> [WHAT IS BEING ASKED] Reproduce the rows below with every "Write down" replaced by "Give" and nothing else changed. Leave the pictures out of your copy.

-- start of INFORMATION SHOWN --

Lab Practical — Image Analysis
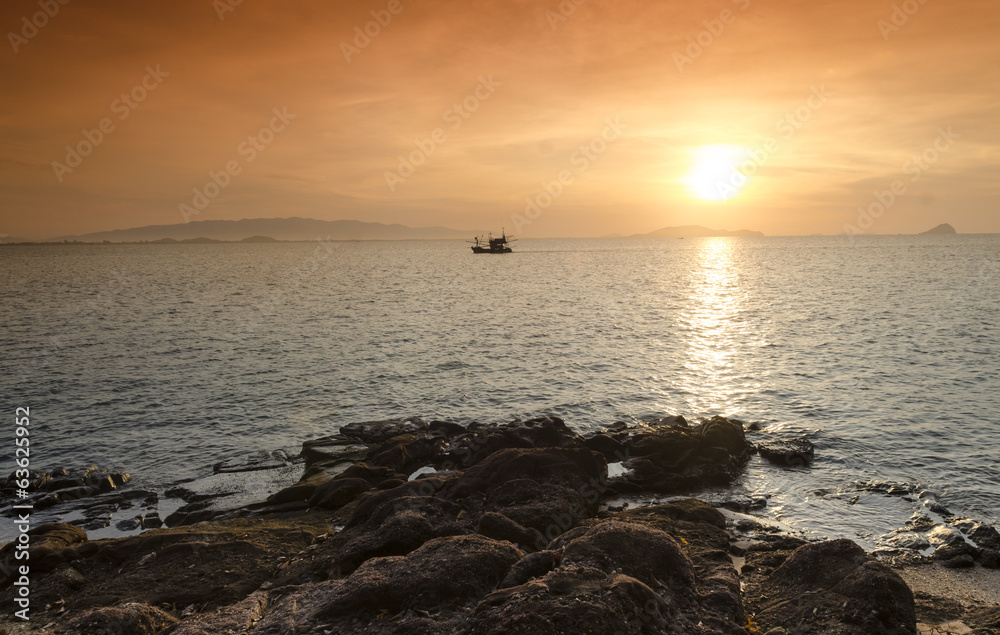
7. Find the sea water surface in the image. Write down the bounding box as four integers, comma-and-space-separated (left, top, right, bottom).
0, 235, 1000, 548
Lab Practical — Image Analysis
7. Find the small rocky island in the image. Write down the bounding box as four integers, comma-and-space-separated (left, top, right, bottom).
0, 416, 1000, 635
920, 223, 958, 236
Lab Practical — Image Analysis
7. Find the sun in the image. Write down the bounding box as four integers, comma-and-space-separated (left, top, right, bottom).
681, 143, 749, 201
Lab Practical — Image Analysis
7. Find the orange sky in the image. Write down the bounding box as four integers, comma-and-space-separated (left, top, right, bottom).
0, 0, 1000, 238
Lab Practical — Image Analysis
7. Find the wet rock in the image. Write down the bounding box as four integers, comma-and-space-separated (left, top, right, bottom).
450, 448, 607, 539
612, 417, 753, 494
757, 439, 816, 467
342, 417, 428, 444
320, 535, 524, 618
584, 434, 628, 463
60, 603, 177, 635
933, 541, 979, 562
749, 540, 917, 635
979, 549, 1000, 569
212, 450, 289, 474
142, 512, 163, 529
115, 516, 143, 531
934, 552, 976, 569
927, 525, 968, 548
0, 523, 87, 589
334, 496, 472, 575
968, 523, 1000, 551
562, 520, 694, 592
254, 535, 524, 635
164, 592, 271, 635
478, 512, 545, 551
470, 510, 745, 635
498, 550, 559, 589
469, 567, 680, 635
885, 531, 931, 551
308, 477, 372, 509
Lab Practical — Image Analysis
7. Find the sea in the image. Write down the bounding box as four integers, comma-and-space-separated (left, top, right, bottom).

-- end of INFORMATION SHOWN --

> [TASK OUTPUT]
Lab Practical — Image Analysis
7. Find the sea water surface in the image. Give the bounding box as four integers, comma-and-space-separated (left, top, right, bottom).
0, 235, 1000, 548
Lab Practical — Image Analysis
7. Find the small rocky island in the image. Give the bounding box as four integers, comma-and-space-separated (left, top, right, bottom).
0, 416, 1000, 635
920, 223, 958, 236
Lab Practical — Image Analysis
7. Find the sun in the image. Give the bounding box as four integers, comma-and-space-separated (left, top, right, bottom).
681, 143, 749, 201
Lab Practical — Image Analysis
7. Find the orange sky in the image. Give the bounding box as four integers, comma-and-space-separated (left, top, right, bottom).
0, 0, 1000, 238
Lab Practical — Image Analysis
7. Find the wet rock in the image. Give the bounding box as four integers, comma-and-space-separated (left, top, right, bottom).
450, 448, 607, 539
612, 417, 753, 494
757, 439, 816, 467
342, 417, 428, 444
320, 535, 524, 618
584, 434, 628, 463
60, 603, 177, 635
933, 541, 979, 562
749, 540, 917, 635
979, 549, 1000, 569
212, 450, 289, 474
142, 512, 163, 529
115, 516, 143, 531
934, 552, 976, 569
927, 525, 968, 548
0, 523, 87, 589
334, 496, 472, 575
968, 523, 1000, 551
562, 520, 694, 592
254, 535, 524, 635
164, 592, 271, 635
478, 512, 545, 551
470, 510, 745, 635
498, 550, 559, 589
469, 567, 680, 635
885, 531, 931, 551
308, 477, 372, 509
Lab Practical — Image Analysis
7. Find the sea in the image. Give the bounding box as four integers, comma-and-space-separated (left, top, right, bottom).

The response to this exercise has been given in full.